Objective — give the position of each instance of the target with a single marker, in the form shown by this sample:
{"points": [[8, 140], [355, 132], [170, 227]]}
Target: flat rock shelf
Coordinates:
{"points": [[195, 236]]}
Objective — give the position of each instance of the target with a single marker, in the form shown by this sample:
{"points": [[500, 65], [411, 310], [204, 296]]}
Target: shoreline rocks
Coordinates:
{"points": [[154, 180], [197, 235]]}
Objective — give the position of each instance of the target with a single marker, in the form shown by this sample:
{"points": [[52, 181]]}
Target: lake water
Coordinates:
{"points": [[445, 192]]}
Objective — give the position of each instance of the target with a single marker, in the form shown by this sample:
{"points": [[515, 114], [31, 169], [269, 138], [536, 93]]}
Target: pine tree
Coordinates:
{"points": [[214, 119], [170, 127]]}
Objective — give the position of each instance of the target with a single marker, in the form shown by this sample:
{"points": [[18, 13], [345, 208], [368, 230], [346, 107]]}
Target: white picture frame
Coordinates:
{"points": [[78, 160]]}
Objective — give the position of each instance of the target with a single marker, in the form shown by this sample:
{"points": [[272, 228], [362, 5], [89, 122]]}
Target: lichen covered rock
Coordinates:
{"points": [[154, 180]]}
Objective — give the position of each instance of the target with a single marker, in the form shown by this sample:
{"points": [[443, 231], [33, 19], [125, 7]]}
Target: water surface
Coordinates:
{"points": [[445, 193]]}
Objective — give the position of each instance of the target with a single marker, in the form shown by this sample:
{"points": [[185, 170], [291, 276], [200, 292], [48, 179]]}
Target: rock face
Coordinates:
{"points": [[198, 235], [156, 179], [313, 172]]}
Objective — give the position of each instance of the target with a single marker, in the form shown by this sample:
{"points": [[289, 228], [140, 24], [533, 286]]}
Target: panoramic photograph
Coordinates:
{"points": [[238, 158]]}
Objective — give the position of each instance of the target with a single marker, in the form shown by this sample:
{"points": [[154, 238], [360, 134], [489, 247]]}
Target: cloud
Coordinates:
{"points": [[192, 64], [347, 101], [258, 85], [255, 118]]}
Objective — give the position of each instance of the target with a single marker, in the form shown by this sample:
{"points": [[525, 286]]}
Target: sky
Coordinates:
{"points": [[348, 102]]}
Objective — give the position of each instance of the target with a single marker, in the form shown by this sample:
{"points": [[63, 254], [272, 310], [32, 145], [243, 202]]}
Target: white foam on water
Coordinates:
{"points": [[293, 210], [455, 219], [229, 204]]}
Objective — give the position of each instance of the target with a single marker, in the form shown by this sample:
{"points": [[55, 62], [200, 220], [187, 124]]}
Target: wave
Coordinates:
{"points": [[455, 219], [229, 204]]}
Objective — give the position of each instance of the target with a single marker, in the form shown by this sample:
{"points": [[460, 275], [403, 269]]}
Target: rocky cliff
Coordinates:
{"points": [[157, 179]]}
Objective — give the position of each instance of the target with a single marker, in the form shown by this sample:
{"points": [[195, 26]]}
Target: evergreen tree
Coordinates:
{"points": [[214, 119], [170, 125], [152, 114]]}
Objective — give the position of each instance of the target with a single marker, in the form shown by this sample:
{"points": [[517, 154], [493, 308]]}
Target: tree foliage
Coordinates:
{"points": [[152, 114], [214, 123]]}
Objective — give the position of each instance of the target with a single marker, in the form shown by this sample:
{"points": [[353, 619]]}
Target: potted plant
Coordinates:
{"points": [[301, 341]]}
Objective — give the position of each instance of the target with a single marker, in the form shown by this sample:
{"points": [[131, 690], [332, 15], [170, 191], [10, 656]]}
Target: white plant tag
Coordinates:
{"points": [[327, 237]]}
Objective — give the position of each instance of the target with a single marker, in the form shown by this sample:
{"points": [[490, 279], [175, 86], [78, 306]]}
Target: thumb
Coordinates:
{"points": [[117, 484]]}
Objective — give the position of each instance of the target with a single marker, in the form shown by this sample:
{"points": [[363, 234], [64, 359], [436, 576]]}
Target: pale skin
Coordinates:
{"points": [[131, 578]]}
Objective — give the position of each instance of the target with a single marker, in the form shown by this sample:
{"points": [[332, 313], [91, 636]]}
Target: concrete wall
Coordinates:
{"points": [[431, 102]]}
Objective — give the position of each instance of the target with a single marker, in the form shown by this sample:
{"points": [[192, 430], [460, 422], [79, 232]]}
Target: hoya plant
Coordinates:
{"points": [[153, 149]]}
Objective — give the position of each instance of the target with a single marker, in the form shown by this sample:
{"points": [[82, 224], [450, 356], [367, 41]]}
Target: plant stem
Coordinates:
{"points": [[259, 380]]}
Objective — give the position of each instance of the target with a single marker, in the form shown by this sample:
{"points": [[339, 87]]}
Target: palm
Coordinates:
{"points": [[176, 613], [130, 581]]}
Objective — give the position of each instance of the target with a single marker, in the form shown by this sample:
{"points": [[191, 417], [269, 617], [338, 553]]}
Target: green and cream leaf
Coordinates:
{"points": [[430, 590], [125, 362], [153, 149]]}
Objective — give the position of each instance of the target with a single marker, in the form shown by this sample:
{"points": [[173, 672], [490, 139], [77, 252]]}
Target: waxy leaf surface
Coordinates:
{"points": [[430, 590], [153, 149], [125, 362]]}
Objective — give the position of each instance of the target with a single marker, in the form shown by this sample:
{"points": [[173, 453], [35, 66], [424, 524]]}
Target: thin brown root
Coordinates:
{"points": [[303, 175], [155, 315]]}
━━━━━━━━━━━━━━━━
• [INSTRUCTIONS FOR THE TASK]: Write out all the records above again, exactly as they stand.

• [RESPONSE TO THE TASK]:
Objective — give the position of each instance of the target with a single marker, in the form shown by this sample:
{"points": [[8, 140], [355, 132], [170, 227]]}
Target: flat rock shelf
Coordinates:
{"points": [[195, 236]]}
Objective — give the position of each instance of the target with a single marker, in the form shown by this sample:
{"points": [[500, 65], [411, 310], [204, 296]]}
Target: shoreline rocks
Coordinates:
{"points": [[154, 180], [197, 235]]}
Objective — give the position of each instance of the target with a single marker, in the form shown by this sample:
{"points": [[52, 181]]}
Target: lake water
Coordinates:
{"points": [[445, 192]]}
Objective — give the position of each instance of the target with a single marker, in the form shown by this sample:
{"points": [[515, 114], [31, 169], [269, 138], [536, 93]]}
Target: pine tree
Coordinates:
{"points": [[214, 119], [170, 127]]}
Objective — give the position of each instance of the target with a single marker, in the form shown by this sample:
{"points": [[18, 13], [345, 208], [368, 230], [346, 107]]}
Target: white picture frame
Coordinates:
{"points": [[78, 160]]}
Objective — give the position of each instance of the target with a single marker, in the form shown by this sample:
{"points": [[272, 228], [362, 5], [89, 122]]}
Target: lichen covered rock
Coordinates:
{"points": [[154, 180]]}
Objective — give the position of each instance of the target with a single marker, in the form shown by this sample:
{"points": [[443, 231], [33, 19], [125, 7]]}
Target: water surface
Coordinates:
{"points": [[445, 193]]}
Objective — give the position of each instance of the target with a single marker, in the form shown by this sample:
{"points": [[185, 170], [291, 276], [200, 292], [48, 179]]}
Target: rock face
Coordinates:
{"points": [[198, 235], [156, 179], [313, 172]]}
Objective — give the position of each instance of the target with a single marker, in the form shown by this sample:
{"points": [[289, 228], [140, 24], [533, 286]]}
Target: panoramic photograph
Coordinates:
{"points": [[238, 158]]}
Objective — give the position of each instance of the target with a single marker, in the form shown by this sample:
{"points": [[154, 238], [360, 134], [489, 247]]}
Target: cloud
Coordinates:
{"points": [[192, 64], [347, 101], [258, 85], [255, 118]]}
Objective — give the position of each instance of the target with a single marker, in the form shown by this sample:
{"points": [[525, 286]]}
Target: sky
Coordinates:
{"points": [[348, 102]]}
Objective — give the position of each instance of the target with a single marker, in the form shown by this sample:
{"points": [[63, 254], [272, 310], [32, 145], [243, 202]]}
Target: white foam on water
Coordinates:
{"points": [[293, 210], [455, 219], [229, 204]]}
Objective — give the position of each instance of the target with a single marker, in the form shown by this sample:
{"points": [[55, 62], [200, 220], [187, 124]]}
Target: wave
Coordinates:
{"points": [[455, 219], [229, 204]]}
Objective — give the position of each instance of the target with a single marker, in the form shown by this sample:
{"points": [[460, 275], [403, 269]]}
Target: rocky cliff
Coordinates:
{"points": [[157, 179]]}
Objective — give the position of each instance of the target with a single marker, in the form shown by this sample:
{"points": [[195, 26]]}
Target: evergreen tree
Coordinates:
{"points": [[214, 119], [170, 125], [152, 114]]}
Objective — give the position of each instance of the target with a single marker, in the form shown by this sample:
{"points": [[517, 154], [493, 308]]}
Target: tree foliage
Coordinates:
{"points": [[152, 114], [214, 123]]}
Objective — give the position of each instance of the target with a single marker, in the form shown by this sample:
{"points": [[353, 619]]}
Target: potted plant
Coordinates:
{"points": [[301, 341]]}
Objective — give the position of each instance of the target with a single marker, in the form shown by this sample:
{"points": [[131, 690], [332, 15], [170, 191], [10, 656]]}
Target: white plant tag
Coordinates:
{"points": [[327, 237]]}
Objective — give the position of each instance of the target with a single marker, in the form shown by this sample:
{"points": [[490, 279], [175, 86], [78, 306]]}
Target: thumb
Coordinates:
{"points": [[117, 484]]}
Objective — give the position of each instance of the target with a single marker, in the form shown by this sample:
{"points": [[363, 234], [64, 359], [436, 576]]}
Target: pale skin
Coordinates:
{"points": [[131, 578]]}
Objective — give the position of each instance of the target with a single marker, in the form shown by this sample:
{"points": [[332, 313], [91, 636]]}
Target: concrete wall
Coordinates:
{"points": [[431, 102]]}
Objective — give the position of each instance of the target with a single marker, in the form shown by this sample:
{"points": [[192, 430], [460, 422], [79, 232]]}
Target: hoya plant
Coordinates:
{"points": [[153, 149]]}
Objective — give the position of each instance of the target with a single marker, in the form shown by this sample:
{"points": [[82, 224], [450, 356], [367, 41]]}
Target: plant stem
Coordinates:
{"points": [[259, 380]]}
Objective — give the position of each instance of the target with a single marker, in the form shown by this sample:
{"points": [[339, 87]]}
Target: palm
Coordinates:
{"points": [[176, 613], [130, 581]]}
Objective — give the position of each instance of the target with a single marker, in the form shown by this sample:
{"points": [[191, 417], [269, 617], [338, 553]]}
Target: green and cream leaf
Coordinates:
{"points": [[430, 590], [125, 362], [153, 149]]}
Objective — give the position of each instance of the target with a single marker, in the form shown by this sample:
{"points": [[173, 672], [490, 139], [77, 252]]}
Target: waxy leaf surface
Coordinates:
{"points": [[430, 590], [153, 149], [125, 362]]}
Objective — give the position of each instance of the target with a single marker, in the form shown by this sample:
{"points": [[173, 453], [35, 66], [424, 524]]}
Target: thin brown root
Coordinates:
{"points": [[303, 175], [155, 315]]}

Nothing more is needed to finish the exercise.